REPUBLIKA.CO.ID, BEIJING -- Para pakar China memprediksi angka kelahiran di Negeri Tirai Bambu dalam lima tahun ke depan dapat turun hingga di bawah 10 juta per tahun. Jumlah tersebut akan menyusut bila pemerintah tidak segera mencabut kebijakan satu keluarga satu anak.
Direktur Pembangunan Populasi Akademi Guangdong, Dong Yuzheng mengatakan, Senin (19/4), dalam beberapa tahun ke depan populasi China juga dapat menyusut. Berdasarkan data Badan Statistik Nasional Cina pada dari 2019 jumlah bayi yang lahir di China turun 580 ribu menjadi 14,65 juta bayi.
Angka kelahiran 10,48 per seribu orang ini menjadi terendah sejak tahun 1949 ketika proses penghitungan populasi digelar. Angka kelahiran tahun 2020 belum dirilis walaupun biasanya data itu dipublikasikan pada akhir bulan Februari.
Turunnya angka kelahiran dan tingginya angka kelompok lanjut usia akan menguji kemampuan China dalam merawat dan membayar biaya kelompok tersebut. Negeri Tirai Bambu sudah menghapus kebijakan satu anak pada 2016 lalu.

CUPLIKAN DAFTAR:
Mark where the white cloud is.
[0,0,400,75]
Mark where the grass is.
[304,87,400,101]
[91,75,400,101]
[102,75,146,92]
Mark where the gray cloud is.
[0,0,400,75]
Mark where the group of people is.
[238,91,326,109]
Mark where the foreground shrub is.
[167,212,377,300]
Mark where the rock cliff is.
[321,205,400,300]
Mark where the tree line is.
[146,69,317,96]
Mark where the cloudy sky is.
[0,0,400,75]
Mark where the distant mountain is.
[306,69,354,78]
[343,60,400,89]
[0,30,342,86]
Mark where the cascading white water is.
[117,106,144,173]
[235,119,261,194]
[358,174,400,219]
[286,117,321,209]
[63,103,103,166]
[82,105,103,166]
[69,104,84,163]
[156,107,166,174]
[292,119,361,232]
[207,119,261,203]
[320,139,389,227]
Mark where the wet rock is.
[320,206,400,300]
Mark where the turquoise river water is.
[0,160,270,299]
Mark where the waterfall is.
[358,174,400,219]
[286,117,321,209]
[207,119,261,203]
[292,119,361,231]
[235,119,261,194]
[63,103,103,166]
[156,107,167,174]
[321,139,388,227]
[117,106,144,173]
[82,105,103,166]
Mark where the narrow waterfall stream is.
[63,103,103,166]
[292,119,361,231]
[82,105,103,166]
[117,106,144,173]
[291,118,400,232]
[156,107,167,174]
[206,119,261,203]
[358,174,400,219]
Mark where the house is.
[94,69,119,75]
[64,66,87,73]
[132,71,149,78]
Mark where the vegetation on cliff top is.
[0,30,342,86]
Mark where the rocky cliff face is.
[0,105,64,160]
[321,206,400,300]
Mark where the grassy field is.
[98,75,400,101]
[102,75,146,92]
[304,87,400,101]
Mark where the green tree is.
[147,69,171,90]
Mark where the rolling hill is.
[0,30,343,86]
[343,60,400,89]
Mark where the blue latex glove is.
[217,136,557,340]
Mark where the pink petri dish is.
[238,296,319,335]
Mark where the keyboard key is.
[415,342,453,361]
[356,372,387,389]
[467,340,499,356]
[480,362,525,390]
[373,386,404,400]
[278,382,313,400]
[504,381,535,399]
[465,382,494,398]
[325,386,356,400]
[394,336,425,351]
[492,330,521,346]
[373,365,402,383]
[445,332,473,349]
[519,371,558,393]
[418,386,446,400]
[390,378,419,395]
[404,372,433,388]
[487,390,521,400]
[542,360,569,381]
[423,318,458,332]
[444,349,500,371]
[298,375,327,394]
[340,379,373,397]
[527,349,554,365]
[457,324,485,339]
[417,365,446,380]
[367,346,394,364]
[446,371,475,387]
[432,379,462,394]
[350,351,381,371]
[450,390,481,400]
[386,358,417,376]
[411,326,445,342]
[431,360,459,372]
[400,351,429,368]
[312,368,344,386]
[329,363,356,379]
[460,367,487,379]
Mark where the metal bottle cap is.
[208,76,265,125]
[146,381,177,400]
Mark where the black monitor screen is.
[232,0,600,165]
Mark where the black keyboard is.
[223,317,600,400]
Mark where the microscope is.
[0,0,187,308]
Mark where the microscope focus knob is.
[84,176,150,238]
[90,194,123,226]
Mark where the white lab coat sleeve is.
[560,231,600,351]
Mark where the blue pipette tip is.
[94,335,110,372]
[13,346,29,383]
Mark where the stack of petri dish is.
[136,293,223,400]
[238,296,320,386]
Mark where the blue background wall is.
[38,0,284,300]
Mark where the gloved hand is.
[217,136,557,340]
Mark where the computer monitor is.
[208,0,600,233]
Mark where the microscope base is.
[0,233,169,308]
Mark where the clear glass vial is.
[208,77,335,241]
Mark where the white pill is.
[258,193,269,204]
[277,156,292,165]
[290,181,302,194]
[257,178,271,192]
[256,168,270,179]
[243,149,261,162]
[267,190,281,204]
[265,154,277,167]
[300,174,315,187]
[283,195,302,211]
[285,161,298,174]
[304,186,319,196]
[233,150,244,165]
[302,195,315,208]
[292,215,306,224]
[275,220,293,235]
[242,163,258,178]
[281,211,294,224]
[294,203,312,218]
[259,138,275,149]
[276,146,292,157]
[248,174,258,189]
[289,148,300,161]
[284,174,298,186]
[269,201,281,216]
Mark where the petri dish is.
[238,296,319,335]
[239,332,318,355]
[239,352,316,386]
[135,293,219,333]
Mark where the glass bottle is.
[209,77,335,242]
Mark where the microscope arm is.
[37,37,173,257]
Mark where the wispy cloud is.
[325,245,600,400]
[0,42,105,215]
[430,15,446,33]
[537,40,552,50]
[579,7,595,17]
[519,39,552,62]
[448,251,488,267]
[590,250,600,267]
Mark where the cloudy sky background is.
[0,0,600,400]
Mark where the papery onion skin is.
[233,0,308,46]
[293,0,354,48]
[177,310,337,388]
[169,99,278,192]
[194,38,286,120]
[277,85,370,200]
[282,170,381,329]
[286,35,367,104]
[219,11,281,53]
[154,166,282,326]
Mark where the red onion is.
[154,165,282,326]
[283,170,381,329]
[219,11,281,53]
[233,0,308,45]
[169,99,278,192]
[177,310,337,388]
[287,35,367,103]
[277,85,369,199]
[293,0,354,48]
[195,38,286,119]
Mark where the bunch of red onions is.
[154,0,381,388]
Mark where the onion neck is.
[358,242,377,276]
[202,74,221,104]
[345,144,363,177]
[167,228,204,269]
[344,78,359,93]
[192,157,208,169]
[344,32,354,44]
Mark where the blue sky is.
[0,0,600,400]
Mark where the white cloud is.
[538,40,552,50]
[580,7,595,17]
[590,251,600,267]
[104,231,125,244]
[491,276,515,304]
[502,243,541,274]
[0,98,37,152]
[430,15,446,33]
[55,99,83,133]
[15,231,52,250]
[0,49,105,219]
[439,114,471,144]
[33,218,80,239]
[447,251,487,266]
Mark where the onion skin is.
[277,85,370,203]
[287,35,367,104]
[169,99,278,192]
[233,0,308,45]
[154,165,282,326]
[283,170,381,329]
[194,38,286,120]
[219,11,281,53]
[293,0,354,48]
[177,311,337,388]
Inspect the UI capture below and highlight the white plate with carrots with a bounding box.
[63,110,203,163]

TUGAS YANG DIKERJAKAN:
1 – Berapa angka kelahiran per seribu orang di China yang disebut dalam berita tentang angka kelahiran China?
2 – Berdasarkan berita tentang angka kelahiran China, jelaskan mengapa turunnya angka kelahiran menjadi persoalan bagi China.
3 – Lanjutkan berita tentang angka kelahiran di China mulai dari kalimat terakhirnya.
Daftar di atas diambil dari sumber yang berbeda dengan berita.

JAWABAN TERTULIS:
1 – Angka kelahirannya 10,48 per seribu orang, yang terendah sejak tahun 1949.

2 – Turunnya angka kelahiran, bersama tingginya jumlah kelompok lanjut usia, akan menguji kemampuan China untuk merawat kelompok tersebut dan membayar biayanya.

3 –
Namun pasangan menikah sulit untuk membangun keluarga besar karena tingginya biaya kesehatan, pendidikan dan perumahan. Ketidakpastian ekonomi yang didorong pandemi Covid-19 semakin membebani keputusan memiliki anak.
Data yang dirilis Kementerian Keamanan Masyarakat menunjukkan angka kelahiran tahun lalu turun 15 persen menjadi 10,035 juta dibandingkan tahun 2019 yang sebanyak 11,79 juta.
Pakar ketenagakerjaan Cina Liu Kaiming mengatakan kementerian itu mungkin tidak menghitung anak-anak yang lahir di pendsaan. Ia memperkirakan jumlah bayi yang lahir pada tahun 2020 antara 10 hingga 14 juta bayi."(Angka kelahiran) mungkin dibawah 10 juta pada tahun depan," kata Liu.
China juga belum mengumumkan hasil sensus yang dilakukan satu kali dalam satu dekade. Hasil sensus sebelumnya dipublikasikan pada awal bulan April.